### Exercise
Each record must be retyped word for word.

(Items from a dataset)
* * * *

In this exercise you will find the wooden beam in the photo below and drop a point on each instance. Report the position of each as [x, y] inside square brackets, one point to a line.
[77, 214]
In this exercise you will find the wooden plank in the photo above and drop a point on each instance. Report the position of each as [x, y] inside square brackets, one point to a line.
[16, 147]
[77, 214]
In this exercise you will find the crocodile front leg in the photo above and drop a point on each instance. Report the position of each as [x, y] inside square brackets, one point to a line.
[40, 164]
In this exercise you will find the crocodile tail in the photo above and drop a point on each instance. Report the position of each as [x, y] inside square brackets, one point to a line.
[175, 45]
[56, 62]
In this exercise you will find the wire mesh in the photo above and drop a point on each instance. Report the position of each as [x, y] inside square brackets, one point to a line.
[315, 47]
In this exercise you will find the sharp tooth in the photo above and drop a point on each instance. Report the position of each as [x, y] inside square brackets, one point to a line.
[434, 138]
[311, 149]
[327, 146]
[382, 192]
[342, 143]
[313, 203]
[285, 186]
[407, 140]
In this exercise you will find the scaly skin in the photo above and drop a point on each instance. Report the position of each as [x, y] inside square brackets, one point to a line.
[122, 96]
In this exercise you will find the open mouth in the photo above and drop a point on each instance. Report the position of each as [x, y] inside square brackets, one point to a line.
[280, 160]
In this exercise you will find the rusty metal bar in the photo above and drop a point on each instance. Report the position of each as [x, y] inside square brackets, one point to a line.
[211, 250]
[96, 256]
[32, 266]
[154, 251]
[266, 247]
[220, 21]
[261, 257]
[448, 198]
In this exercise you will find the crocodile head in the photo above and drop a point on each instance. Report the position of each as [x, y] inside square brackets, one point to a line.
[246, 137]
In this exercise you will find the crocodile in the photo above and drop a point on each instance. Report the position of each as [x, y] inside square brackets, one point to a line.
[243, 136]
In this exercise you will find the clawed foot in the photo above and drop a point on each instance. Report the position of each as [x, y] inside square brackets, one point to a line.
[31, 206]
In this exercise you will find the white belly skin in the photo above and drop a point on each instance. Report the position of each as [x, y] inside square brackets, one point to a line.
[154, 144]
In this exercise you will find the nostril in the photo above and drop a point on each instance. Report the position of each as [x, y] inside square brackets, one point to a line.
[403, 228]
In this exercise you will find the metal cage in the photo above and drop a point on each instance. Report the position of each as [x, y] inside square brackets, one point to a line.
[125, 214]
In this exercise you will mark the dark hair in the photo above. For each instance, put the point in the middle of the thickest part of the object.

* * * *

### Solved exercise
In this exercise you will find the wooden beam in the photo below and drop a point on each instance. Report the position of each as [x, y] inside square brackets, one point to a line.
[77, 214]
In this exercise you will find the wooden plank in the photo above and drop a point on each instance. Report the position of each as [x, y] inside square brackets, one point to a line.
[16, 147]
[77, 214]
In this exercise you will find the crocodile front leg in the photo above and drop a point on each instance. Report the position of each as [x, y] inside square brackets, one point to a line.
[40, 164]
In this exercise you will find the crocodile tail in the photo above and drop a point on each instance. Report the position of each as [x, y] inside square brackets, one point to a line.
[175, 45]
[56, 62]
In this exercise you will find the wire mesh in the photo above and drop a point on each instance. Report the position of each as [x, y] inside square brackets, one point to a line.
[315, 47]
In this exercise you will find the sharp tooth in the photo above and drop a point on each instance. Report the position of each as [x, y] inside square brackets, one point to a line.
[434, 138]
[311, 149]
[327, 146]
[382, 192]
[342, 143]
[313, 203]
[285, 186]
[407, 140]
In this exercise you will find the scaly skin in the photo above and drop a point on each instance. Report the position of each as [x, y] inside square brackets, one point to a line.
[122, 96]
In this exercise you will find the open mouth in the photo above and drop a point on each instance. Report the position of each as [x, y] inside square brackets, one point to a line.
[280, 160]
In this exercise you will find the rusty metal bar in the photo above and drop a point on each instance. Report the position of each as [x, y] inside square brackets, one point to a line.
[211, 250]
[96, 256]
[32, 266]
[154, 251]
[266, 247]
[220, 21]
[261, 257]
[448, 198]
In this exercise you will find the crocodile head in the photo above and drop a point on each instance. Report the position of each as [x, y] inside square brackets, one point to a line.
[246, 137]
In this exercise you will find the crocodile in the photo above and drop a point on each instance. Report the position of each as [x, y] inside square brackets, one point to a line.
[243, 136]
In this exercise you will find the clawed foot in the photo above and drop a point on each instance. Report the position of each as [x, y] inside square brackets, one point to a line.
[31, 206]
In this exercise you will find the white belly skin in the photo above and drop a point on each instance. Report the position of each as [x, y] inside square brackets, one point to a line.
[154, 144]
In this exercise you will find the nostril in the photo above and drop a point on each instance. Report the position of each as [x, y] inside square brackets, one point to a line.
[403, 228]
In this exercise you will find the metal cage in the photo above and drop a point on each instance. Report the position of each as [x, y] inside square brackets, one point to a line.
[125, 214]
In this exercise you will mark the dark hair in the photo above. For each instance, put the point in the middle of the thickest part of the object.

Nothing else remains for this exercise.